Extract provided —
** begin **

I can’t tell the story of what led up to it, but today at Off Our Chests I’m talking about what followed after. I don’t know if hindsight will be kind to us on this one, but I can hope, I guess.
I don’t have kids, but if I did, they’d know how mad I was by how quiet I became, too. My friends and loved ones say that if I yell and rant and rave, they know that it’ll blow over and I’ll be over the entire situation soon. If I quiet down and get really calm? That is bad. No, that’s Bad, with a capital B. (I never would have noticed it if people didn’t mention this penchant of mine.)
Oh man, I hear this post. Especially about the tightrope walking. The worst part is, you don’t know if you are doing the right thing for years and years. What will that feel like, I wonder? When you get to look at her all grown up and let the tension out of your shoulders and exhale and know that you did it right, at least most of the time. I believe you will see that day. And I hope we both get to see the day our daughters are dealing with daughters EXACTLY LIKE THEM!
Oh, yeah, I’ve been That Parent, too. We have removed the door a few times, to the point we had command hooks over the door to support a cheap curtain rod and shower curtain so she could have privacy to change her clothes and keep the hall light from shining directly in her eyes at bedtime. I hope things improve!
When I was a teen, I went through a crazy rebellious period. Crazy was relative, based my family’s own idiosyncrasies, but it was a big deal to the family I was in at the time.
Now we have a normal relationship (for the most part), and there are several pieces that we can look back and laugh at. There are also some we don’t discuss. Or if they come up, we are capable of getting in a huff over, still. (FYI, the time my dad BROKE my bedroom door down is one of the times we DO laugh at.)
But even the history we can’t laugh at – it’s our history. It contributed to who all of us are today. My parents say that they, too, learned from those struggles. And when I – as a 38 yo mother of 2 teens myself – look back on what I still think were poor decisions made by my parents, I don’t hold it against them. Looking back, I also see all of the good, and even the good (albeit different good than they intended) that came out of the bad decisions.
You are doing a great job. Thank you for sharing as much as you are able with us.
You & Otto are doing a FANTASTIC job…it’s hard in the moment, but just know in the midst of all this chaos other mamas across the country are smiling and nodding into their third cups of coffee. In total agreement with you, we raise our mugs and salute the mom that shared with us how hard it was to take a stand. And how much we tremble on the tightrope of parenting.
Oh Mir. Whenever you write about struggles you and Chickadee are having, I am given very powerful flashbacks to my own adolescence and early teen years. I’ve commented before and said this–that Chickie seems so much like me at that age–too smart, thinking–no, believing–I’m more mature than I actually am, confident in who I am but easy to succumb to peer pressure. I never did anything truly AWFUL (underage drinking, drugs, sex, violence, etc.), but I made many questionable choices, particularly regarding interpersonal relationships and lying.

** end **

Location labeling data excerpts:

** begin **

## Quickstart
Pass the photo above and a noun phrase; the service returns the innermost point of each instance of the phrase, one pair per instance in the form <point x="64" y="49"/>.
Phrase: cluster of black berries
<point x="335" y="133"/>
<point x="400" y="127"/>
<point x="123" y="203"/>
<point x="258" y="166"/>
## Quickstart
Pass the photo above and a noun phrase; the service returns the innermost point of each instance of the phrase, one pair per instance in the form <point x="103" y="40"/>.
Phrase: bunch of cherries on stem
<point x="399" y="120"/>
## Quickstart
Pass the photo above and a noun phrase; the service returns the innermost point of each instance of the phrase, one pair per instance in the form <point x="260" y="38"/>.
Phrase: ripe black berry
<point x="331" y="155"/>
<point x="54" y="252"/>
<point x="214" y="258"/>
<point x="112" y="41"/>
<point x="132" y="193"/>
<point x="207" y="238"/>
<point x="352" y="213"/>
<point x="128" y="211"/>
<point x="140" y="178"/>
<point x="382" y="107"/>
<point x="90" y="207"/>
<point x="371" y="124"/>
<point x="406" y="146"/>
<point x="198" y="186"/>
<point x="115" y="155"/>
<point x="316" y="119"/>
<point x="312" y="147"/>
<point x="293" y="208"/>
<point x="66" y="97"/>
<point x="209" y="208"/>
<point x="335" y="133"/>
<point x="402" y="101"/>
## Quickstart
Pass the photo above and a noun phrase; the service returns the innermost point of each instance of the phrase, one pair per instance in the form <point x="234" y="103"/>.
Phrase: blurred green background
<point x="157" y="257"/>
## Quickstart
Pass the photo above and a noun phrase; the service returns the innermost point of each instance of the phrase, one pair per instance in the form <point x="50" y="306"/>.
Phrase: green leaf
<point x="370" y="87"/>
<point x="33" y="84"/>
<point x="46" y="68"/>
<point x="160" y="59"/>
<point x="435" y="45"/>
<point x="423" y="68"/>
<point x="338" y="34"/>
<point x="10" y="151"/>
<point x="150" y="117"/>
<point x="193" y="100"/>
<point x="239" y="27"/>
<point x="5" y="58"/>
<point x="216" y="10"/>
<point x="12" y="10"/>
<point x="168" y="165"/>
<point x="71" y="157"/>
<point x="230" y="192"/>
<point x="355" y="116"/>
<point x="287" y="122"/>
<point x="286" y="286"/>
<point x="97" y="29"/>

** end **

Exercise instructions — Continue the reader comments about parenting a rebellious teen, writing what comes after their last sentence.

Result —
And let me tell you–I am who I am because of those blow-ups with my parents when I would do something monumentally wrong. One of the strongest memories I have from that period of my life is my parents sitting me down and calmly explaining that I caused them to lose trust in me and my ability to make smart decisions. My dad (and I can truly SEE him saying this) told me, “Trust is like stone. When you lie, you chip off a little bit of stone, and it’s really hard to rebuild stone. It takes time, and it takes honesty.”
It was one of the most influential experiences of my life–and though it didn’t immediately change my behaviors (because I knew better!…and we all make mistakes), it’s something I think about often as an adult. I rarely tell white lies, and never tell lies when it matters–and I never lie to my husband or parents. It’s not worth it. The price is too high.
All of this (LONG comment) to say…she knows. She’ll be OK. She’s absorbing what you’re saying, even if she doesn’t look like it, because your message is consistent and it’s true and it’s full of love. She’s getting the message, and it will make a difference–maybe not immediately (unfortunately), but eventually. There’s hope, I promise. And your message is getting through.
Read the other post… wow. I have two girls to do this with! Fun!
Its funny because the 3 1/2 year old is already starting to talk back. And we decided we have to start standing our ground now. Because she is already building the person she will be… similar themes to you. And as I held her on my lap and we re-explained why she didn’t get a tv show or a book, I make sure to tell her we love her and that we have high expectations for her…
And reading your post was really what brought me back to thinking about myself growing up. I was a pretty good kid when it came to behavior I think (maybe I should ask my mom) but I do think there were definite areas where I wasn’t proud of myself. Tattle-tale, a bit whiny… eager to be loved. I really think I grew into who I wanted to be after about 24 or so… I much more like who I am now than who I was then… I still find myself making choices today though – it never ends. We constantly make decisions that will either reinforce or shift our path.
Thanks for sharing (and I get not sharing what led to it, but man am I curious haha.)
I’m actually a little terrified. Heading over to read….
By the way, I always yell too…and only am scary calm when I’ve hit my semi-crazy, so angry I’m beyond any extra engry for emotional outburts.
It isn’t easy. You do what you have to do. You can’t worry overmuch if this punishment is right or over the line or you’ll drive yourself to distraction. You have to have the confidence that your decision making process works. Not that you shouldn’t evaluate it based on the experiences of previous punishments, but you shouldn’t continually second guess the process itself. At some point you need to have the confidence of knowing you are doing your best and that will have to be enough.
You cannot keep your children from the pain of growing up. There are universal truths and experiences in growing. Your kids will encounter some of the angst you did. They will also probably encounter things you never did. Kids, the little devils, are individuals and bring their own unique gifts to the trials and tribulations of growing up. These are things that you cannot prevent.
No one wants their kids to suffer. Unfortunately, they will. These experiences, though, are a part of life and as such are valuable learning experiences that will teach them how to deal with the inevitable problems of adulthood.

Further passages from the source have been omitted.